* [YOUR INSTRUCTIONS]
How many lines of the items below contain the word "pink"? Give only the number.

[Rows from a pointing dataset]
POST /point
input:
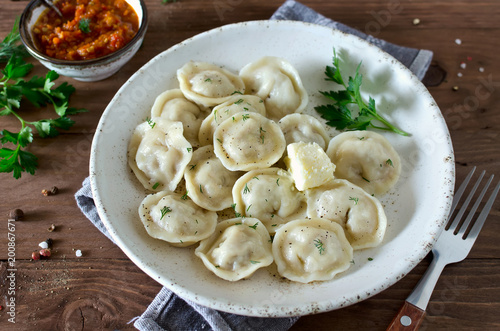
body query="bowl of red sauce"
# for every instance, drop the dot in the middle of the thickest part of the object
(92, 39)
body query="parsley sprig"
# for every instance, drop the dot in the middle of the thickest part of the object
(339, 115)
(40, 91)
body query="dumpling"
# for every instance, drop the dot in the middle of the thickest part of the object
(360, 214)
(276, 82)
(366, 159)
(158, 153)
(167, 216)
(304, 128)
(208, 84)
(236, 249)
(235, 104)
(269, 195)
(248, 141)
(209, 184)
(307, 250)
(173, 106)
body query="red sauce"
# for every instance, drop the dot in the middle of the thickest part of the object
(89, 29)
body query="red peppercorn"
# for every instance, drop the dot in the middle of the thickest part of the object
(45, 252)
(35, 255)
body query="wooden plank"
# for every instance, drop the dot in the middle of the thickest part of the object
(93, 294)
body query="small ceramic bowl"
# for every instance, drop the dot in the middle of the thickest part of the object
(84, 70)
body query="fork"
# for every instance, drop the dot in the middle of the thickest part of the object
(453, 245)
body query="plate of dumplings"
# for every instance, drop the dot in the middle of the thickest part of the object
(213, 172)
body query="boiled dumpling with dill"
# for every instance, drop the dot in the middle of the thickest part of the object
(158, 153)
(269, 195)
(172, 105)
(172, 218)
(208, 84)
(276, 82)
(248, 141)
(209, 184)
(237, 248)
(367, 159)
(304, 128)
(361, 215)
(307, 250)
(235, 104)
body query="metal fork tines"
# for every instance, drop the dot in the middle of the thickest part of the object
(453, 245)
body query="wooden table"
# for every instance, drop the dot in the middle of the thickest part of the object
(104, 290)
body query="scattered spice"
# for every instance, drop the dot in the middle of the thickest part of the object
(54, 190)
(35, 255)
(16, 214)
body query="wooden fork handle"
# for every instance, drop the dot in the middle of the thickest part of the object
(408, 318)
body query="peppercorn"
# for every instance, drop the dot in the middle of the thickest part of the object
(45, 252)
(16, 214)
(35, 255)
(54, 190)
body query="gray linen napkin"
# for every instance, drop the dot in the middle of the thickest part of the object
(417, 60)
(170, 312)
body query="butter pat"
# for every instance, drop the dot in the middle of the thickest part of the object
(309, 165)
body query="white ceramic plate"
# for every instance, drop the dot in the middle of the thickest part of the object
(416, 207)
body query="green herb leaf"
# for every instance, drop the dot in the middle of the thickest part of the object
(40, 91)
(338, 114)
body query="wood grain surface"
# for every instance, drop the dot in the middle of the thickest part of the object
(104, 290)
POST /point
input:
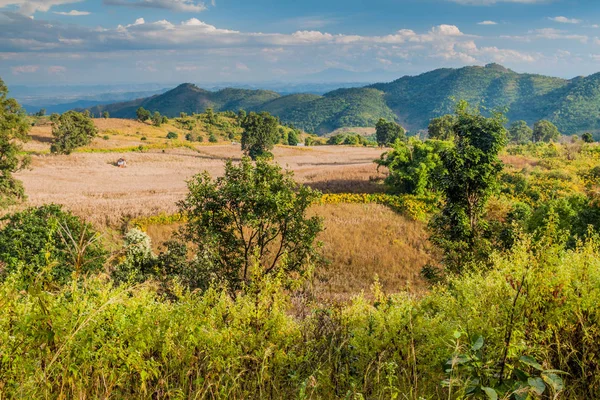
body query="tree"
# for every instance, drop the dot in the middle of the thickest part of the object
(253, 215)
(412, 166)
(48, 237)
(156, 119)
(388, 132)
(545, 131)
(587, 137)
(442, 128)
(520, 133)
(260, 134)
(14, 128)
(293, 138)
(472, 168)
(71, 130)
(142, 114)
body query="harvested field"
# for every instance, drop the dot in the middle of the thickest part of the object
(89, 184)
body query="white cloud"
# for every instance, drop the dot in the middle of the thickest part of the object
(72, 13)
(565, 20)
(25, 69)
(56, 69)
(173, 5)
(29, 7)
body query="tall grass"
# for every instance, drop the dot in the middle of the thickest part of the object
(93, 340)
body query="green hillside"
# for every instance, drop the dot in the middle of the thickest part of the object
(573, 105)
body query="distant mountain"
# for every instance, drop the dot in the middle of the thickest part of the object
(573, 105)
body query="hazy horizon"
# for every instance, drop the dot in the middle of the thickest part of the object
(137, 41)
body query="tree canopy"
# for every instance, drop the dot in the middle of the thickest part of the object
(254, 214)
(388, 132)
(71, 130)
(14, 128)
(260, 134)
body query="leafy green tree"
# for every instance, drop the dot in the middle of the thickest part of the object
(142, 114)
(388, 132)
(260, 134)
(412, 166)
(587, 137)
(48, 238)
(293, 138)
(253, 215)
(71, 130)
(442, 128)
(472, 175)
(545, 131)
(520, 133)
(14, 128)
(156, 119)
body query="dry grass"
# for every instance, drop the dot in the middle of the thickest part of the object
(91, 186)
(360, 242)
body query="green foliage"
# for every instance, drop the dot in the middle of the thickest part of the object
(49, 241)
(520, 133)
(157, 119)
(260, 134)
(293, 138)
(142, 114)
(545, 131)
(131, 341)
(253, 214)
(14, 128)
(71, 130)
(388, 132)
(413, 166)
(442, 128)
(587, 137)
(472, 170)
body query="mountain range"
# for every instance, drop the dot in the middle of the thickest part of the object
(573, 105)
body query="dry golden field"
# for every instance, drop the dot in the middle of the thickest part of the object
(360, 241)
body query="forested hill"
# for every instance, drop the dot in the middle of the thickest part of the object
(573, 105)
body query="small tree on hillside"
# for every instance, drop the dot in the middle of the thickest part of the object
(293, 138)
(520, 133)
(442, 128)
(545, 131)
(253, 215)
(587, 137)
(472, 169)
(156, 119)
(260, 134)
(71, 130)
(14, 128)
(413, 166)
(388, 132)
(142, 114)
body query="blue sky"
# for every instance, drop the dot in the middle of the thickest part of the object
(173, 41)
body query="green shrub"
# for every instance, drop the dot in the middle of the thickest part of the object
(50, 239)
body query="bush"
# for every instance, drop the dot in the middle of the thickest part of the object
(50, 239)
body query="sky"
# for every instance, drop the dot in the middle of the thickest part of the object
(251, 41)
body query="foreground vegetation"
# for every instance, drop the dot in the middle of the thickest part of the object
(227, 307)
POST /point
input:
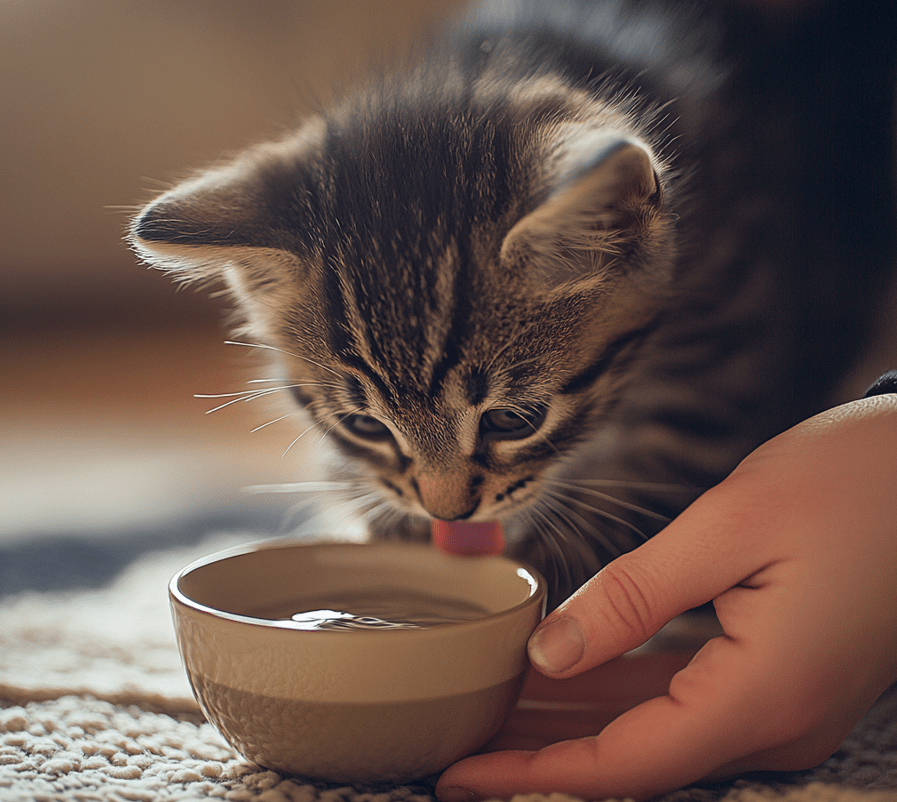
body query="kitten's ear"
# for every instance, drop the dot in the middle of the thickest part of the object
(240, 223)
(605, 199)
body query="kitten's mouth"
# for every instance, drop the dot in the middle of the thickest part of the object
(465, 538)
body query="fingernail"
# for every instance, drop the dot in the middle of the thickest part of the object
(557, 646)
(455, 794)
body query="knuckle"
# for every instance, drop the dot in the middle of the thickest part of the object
(631, 603)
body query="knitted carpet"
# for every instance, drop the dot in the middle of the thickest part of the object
(94, 706)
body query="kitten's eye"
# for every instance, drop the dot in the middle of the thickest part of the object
(367, 427)
(512, 424)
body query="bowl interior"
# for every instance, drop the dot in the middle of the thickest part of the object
(272, 580)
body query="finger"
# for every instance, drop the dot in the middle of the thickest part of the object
(704, 723)
(552, 710)
(695, 559)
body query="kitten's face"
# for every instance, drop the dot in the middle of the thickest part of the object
(459, 301)
(455, 410)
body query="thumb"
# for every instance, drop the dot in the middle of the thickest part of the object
(692, 561)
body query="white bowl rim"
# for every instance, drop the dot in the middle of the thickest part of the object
(538, 591)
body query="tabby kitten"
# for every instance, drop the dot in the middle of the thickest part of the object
(571, 267)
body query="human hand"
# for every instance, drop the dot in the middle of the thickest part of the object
(797, 549)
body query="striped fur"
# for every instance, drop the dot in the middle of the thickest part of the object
(569, 269)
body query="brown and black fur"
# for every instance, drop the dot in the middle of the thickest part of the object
(582, 249)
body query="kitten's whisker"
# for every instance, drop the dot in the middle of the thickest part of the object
(276, 420)
(607, 497)
(252, 395)
(265, 347)
(568, 500)
(637, 485)
(304, 432)
(557, 504)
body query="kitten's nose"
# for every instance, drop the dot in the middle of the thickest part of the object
(445, 499)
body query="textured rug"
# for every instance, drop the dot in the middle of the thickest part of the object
(94, 706)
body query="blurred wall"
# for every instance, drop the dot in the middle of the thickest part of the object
(104, 101)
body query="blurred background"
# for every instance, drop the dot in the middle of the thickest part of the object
(103, 448)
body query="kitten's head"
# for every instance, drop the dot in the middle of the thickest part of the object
(461, 280)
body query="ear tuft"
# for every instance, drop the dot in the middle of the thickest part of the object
(602, 199)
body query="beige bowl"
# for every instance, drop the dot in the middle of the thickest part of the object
(352, 706)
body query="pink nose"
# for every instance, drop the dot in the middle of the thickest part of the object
(446, 497)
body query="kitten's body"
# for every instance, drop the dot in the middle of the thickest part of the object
(579, 242)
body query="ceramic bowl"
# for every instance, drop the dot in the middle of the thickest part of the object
(358, 706)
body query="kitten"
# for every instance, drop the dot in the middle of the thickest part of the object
(570, 268)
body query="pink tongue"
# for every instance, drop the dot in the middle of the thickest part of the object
(460, 537)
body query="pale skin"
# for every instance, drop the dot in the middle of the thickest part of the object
(797, 550)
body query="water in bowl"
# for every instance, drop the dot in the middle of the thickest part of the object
(375, 609)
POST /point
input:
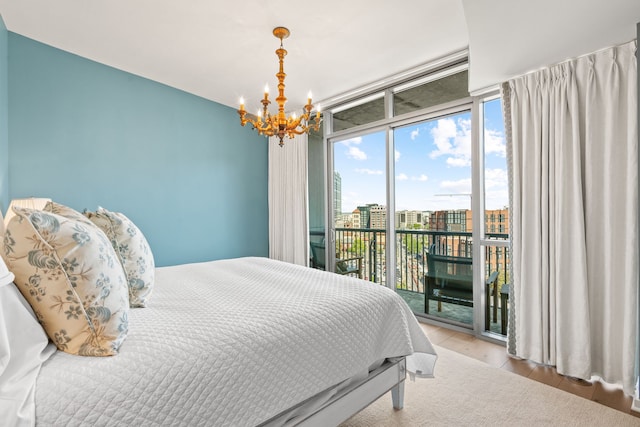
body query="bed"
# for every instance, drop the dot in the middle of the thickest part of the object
(238, 342)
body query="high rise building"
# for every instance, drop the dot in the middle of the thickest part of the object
(337, 195)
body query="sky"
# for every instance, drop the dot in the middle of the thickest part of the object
(432, 164)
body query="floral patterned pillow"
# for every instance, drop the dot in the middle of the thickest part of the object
(69, 273)
(133, 251)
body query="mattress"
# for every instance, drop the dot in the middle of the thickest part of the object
(233, 342)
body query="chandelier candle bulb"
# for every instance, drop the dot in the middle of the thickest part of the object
(280, 125)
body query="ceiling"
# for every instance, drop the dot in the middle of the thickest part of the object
(222, 50)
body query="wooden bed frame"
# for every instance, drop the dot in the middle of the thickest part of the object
(348, 402)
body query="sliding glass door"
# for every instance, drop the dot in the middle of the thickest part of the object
(359, 205)
(433, 219)
(416, 198)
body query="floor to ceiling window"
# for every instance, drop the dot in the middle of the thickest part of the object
(414, 173)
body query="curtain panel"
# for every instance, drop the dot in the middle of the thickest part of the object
(288, 201)
(572, 136)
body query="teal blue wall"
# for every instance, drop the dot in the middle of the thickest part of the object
(4, 118)
(179, 166)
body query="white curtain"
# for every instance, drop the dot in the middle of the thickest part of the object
(288, 220)
(572, 133)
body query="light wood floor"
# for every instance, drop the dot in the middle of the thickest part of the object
(496, 355)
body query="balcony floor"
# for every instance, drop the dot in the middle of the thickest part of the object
(453, 312)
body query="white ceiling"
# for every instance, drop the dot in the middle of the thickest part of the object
(221, 50)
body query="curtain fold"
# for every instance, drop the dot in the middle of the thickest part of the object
(572, 134)
(288, 201)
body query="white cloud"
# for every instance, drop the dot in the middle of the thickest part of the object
(370, 171)
(461, 186)
(494, 143)
(348, 142)
(356, 153)
(452, 139)
(495, 178)
(353, 152)
(458, 162)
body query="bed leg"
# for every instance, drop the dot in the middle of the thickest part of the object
(397, 395)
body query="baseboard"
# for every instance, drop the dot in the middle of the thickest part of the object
(635, 405)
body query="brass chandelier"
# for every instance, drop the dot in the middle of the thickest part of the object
(279, 124)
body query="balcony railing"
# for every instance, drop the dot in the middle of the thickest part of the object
(412, 247)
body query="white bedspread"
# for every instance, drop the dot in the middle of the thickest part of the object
(232, 343)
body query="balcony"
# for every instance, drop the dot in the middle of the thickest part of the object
(413, 248)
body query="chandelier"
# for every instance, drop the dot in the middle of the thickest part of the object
(279, 124)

* [CORRECT OUTPUT]
2